## WRITTEN PROBLEM
Each entry must be reproduced precisely as it stands.

Coordinate annotation records:
....................

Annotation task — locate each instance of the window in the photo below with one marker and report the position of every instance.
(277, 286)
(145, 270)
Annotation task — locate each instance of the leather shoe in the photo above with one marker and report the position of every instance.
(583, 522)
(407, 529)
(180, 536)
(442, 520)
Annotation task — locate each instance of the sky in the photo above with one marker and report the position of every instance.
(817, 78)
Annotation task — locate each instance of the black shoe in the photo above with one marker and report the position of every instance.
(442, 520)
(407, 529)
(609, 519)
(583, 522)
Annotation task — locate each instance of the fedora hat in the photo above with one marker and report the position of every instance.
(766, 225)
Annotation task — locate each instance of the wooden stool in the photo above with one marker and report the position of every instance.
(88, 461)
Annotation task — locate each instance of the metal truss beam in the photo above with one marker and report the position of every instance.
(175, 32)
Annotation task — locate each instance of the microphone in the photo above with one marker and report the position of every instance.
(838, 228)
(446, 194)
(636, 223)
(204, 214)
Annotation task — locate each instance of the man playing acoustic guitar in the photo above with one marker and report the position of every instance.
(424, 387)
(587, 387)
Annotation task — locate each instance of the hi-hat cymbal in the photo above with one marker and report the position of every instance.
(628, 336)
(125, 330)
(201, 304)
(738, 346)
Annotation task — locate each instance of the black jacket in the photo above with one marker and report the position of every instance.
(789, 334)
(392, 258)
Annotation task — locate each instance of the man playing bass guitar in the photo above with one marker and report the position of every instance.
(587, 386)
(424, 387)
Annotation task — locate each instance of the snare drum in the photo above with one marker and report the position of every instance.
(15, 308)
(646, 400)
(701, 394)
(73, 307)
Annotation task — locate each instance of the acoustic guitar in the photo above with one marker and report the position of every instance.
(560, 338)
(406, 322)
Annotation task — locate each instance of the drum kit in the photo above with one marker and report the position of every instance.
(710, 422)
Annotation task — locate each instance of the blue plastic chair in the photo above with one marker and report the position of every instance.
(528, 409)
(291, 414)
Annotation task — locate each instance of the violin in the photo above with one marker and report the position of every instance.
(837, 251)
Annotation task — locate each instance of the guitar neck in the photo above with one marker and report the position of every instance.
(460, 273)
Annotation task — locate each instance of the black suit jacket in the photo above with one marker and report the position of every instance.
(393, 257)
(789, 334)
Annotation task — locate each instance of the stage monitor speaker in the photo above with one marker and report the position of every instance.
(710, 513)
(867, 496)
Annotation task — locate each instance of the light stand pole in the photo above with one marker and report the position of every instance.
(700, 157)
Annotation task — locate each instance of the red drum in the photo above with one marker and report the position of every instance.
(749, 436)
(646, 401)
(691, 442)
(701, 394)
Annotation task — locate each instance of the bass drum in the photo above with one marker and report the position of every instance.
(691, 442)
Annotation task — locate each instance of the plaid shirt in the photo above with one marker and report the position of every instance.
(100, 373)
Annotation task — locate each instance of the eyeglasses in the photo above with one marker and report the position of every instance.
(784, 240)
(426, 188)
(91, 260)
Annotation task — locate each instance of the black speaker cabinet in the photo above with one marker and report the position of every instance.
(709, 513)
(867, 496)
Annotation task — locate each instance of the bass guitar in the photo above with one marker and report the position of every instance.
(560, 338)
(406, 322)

....................

## PROBLEM SOLUTION
Annotation task — locate each instance of the window in the photo below with one marker and report the position of every instance.
(277, 286)
(145, 270)
Annotation task — locate each instance of the leather shoe in the photo above with one marker and report the position of every instance.
(583, 522)
(407, 529)
(180, 536)
(442, 520)
Annotation task — locate each instance of the sky in the photo above with one marker and report the position of every instance.
(817, 78)
Annotation task — locate each instance of the black shoe in the photo above with one marker and report the position of every instance.
(442, 520)
(407, 529)
(609, 519)
(583, 522)
Annotation task — locate each instance of the fedora hat in the photo above with one marker and report the position of every instance.
(766, 225)
Annotation task — locate each instance of the wooden stool in the photo above with one marker and report the position of every instance.
(88, 461)
Annotation task — locate each instance of the metal truss beam in the photo above with one marker and report the position of every instance.
(175, 32)
Annotation task — locate each instance of the microphone in the photo above with one marker and report the position of every instance.
(838, 228)
(446, 194)
(636, 223)
(204, 214)
Annotation task — locate each instance of the man playing acoustic guitar in the photo above with one marker and report the position of every instance.
(424, 387)
(587, 387)
Annotation task — locate each instance of the hi-hat cymbal in the photo above with one marker and report the position of every instance.
(628, 336)
(125, 330)
(201, 304)
(738, 346)
Annotation task — locate each instance of the black jacket in the photo above with one marker and report the position of every instance.
(789, 334)
(392, 258)
Annotation task — locate each instance of the man playing bass guitar in the photo above with one marker and report the position of every instance.
(587, 386)
(424, 387)
Annotation task — locate each instance of the snare drum in the photo above with one marker and report the position of every instance.
(15, 308)
(646, 400)
(701, 394)
(73, 307)
Annotation task — locate each instance of the acoustic guitar in the photo above with one marker and report the position of every instance.
(560, 338)
(406, 322)
Annotation task — locate each instance of the drum kit in the photo above with one marker and report the position of every instance.
(710, 422)
Annotation task — locate each instance of the blue plastic chair in the photo above with one marker and report the position of every instance.
(528, 409)
(291, 414)
Annotation task — locate each instance of the violin in the photo above with one marker and report the position of every instance.
(837, 251)
Annotation task — locate each instance of the guitar neck in the photo above with one marker and report the position of every instance.
(460, 273)
Annotation task — locate each instance of the black suit jacket in the photo above with one marker and report the position of every instance.
(393, 257)
(789, 334)
Annotation task — locate each instance of the stage monitor speaker in the photo above with one marker and report the position of every instance.
(710, 513)
(867, 496)
Annotation task — locate each instance of the light stand pole in the photo above with one marker and report the position of every instance.
(700, 157)
Annotation task — locate each instance of the red drum in the photo above with one marker and report the position of every instance.
(749, 436)
(646, 401)
(691, 442)
(701, 394)
Annotation task — locate each instance of the bass drum in the photo above with one marker and report the position of every instance.
(691, 442)
Annotation task — locate each instance of the plaid shirt in the photo above with one marker and report the position of every instance.
(100, 373)
Annotation task — locate each instance of the eyeglasses in the photo above with one marker and report the position of every instance.
(784, 240)
(426, 188)
(91, 260)
Annotation task — locate each instance of the black speaker cabinet in the photo above with one marker and report the position of every instance.
(709, 513)
(867, 496)
Annotation task — locate each instance of the bass guitar in the photo above with one marker and report the position of every instance.
(560, 338)
(406, 322)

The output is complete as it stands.